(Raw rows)
+ + + +

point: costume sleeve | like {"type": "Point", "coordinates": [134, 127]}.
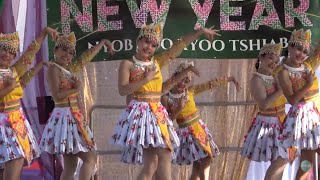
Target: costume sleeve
{"type": "Point", "coordinates": [23, 63]}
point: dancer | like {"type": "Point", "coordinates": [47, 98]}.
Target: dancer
{"type": "Point", "coordinates": [67, 132]}
{"type": "Point", "coordinates": [301, 131]}
{"type": "Point", "coordinates": [144, 128]}
{"type": "Point", "coordinates": [261, 142]}
{"type": "Point", "coordinates": [18, 145]}
{"type": "Point", "coordinates": [196, 143]}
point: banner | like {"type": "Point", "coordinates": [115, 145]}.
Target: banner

+ + + +

→ Exercise
Print every row above word for word, omitting the pictures.

→ Right answer
point: costume sleeve | like {"type": "Point", "coordinates": [134, 127]}.
Target: costume sleeve
{"type": "Point", "coordinates": [23, 63]}
point: dancer | like {"type": "Point", "coordinates": [47, 98]}.
Target: dancer
{"type": "Point", "coordinates": [67, 132]}
{"type": "Point", "coordinates": [301, 131]}
{"type": "Point", "coordinates": [144, 128]}
{"type": "Point", "coordinates": [261, 142]}
{"type": "Point", "coordinates": [18, 145]}
{"type": "Point", "coordinates": [196, 143]}
point: banner | like {"type": "Point", "coordinates": [115, 145]}.
Target: banner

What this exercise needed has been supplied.